● PROBLEM TO WORK ON:
Among the entries below, only the lines starting at the one with "Target: white flagpole" and ending at the one with "Target: red car hood", both included, are to be printed exactly.

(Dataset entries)
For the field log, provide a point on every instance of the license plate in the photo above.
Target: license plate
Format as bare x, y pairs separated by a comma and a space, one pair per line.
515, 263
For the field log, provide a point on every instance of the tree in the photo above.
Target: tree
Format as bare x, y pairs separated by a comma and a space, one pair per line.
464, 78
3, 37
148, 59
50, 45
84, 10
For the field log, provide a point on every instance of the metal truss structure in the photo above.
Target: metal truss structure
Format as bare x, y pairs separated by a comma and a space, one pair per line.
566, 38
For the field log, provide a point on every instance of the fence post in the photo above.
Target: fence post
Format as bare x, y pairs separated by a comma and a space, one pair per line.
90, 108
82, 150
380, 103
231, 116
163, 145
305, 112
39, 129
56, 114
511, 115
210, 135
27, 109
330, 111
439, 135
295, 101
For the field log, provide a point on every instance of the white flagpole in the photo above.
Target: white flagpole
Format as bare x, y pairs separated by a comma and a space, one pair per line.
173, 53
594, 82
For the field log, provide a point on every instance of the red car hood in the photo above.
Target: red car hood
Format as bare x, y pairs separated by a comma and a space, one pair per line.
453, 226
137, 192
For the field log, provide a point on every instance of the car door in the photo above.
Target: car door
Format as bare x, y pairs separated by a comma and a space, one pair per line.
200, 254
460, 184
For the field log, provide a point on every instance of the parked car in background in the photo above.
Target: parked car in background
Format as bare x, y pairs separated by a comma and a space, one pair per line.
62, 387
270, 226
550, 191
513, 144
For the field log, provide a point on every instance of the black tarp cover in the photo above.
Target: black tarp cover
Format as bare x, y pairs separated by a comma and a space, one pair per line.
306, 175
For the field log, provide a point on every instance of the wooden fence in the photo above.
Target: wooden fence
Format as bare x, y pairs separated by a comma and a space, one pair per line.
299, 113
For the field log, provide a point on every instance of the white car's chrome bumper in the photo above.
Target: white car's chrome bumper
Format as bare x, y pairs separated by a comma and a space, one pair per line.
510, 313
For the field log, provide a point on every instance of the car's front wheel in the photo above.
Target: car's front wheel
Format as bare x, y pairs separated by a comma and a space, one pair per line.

● SOLVED EXERCISE:
Target: white flagpole
Format as bare x, y pairs separated by a comma and a space, one pair per line.
173, 53
594, 82
For the field log, provide a point on every instance of the red car hood in the photo above.
Target: red car hood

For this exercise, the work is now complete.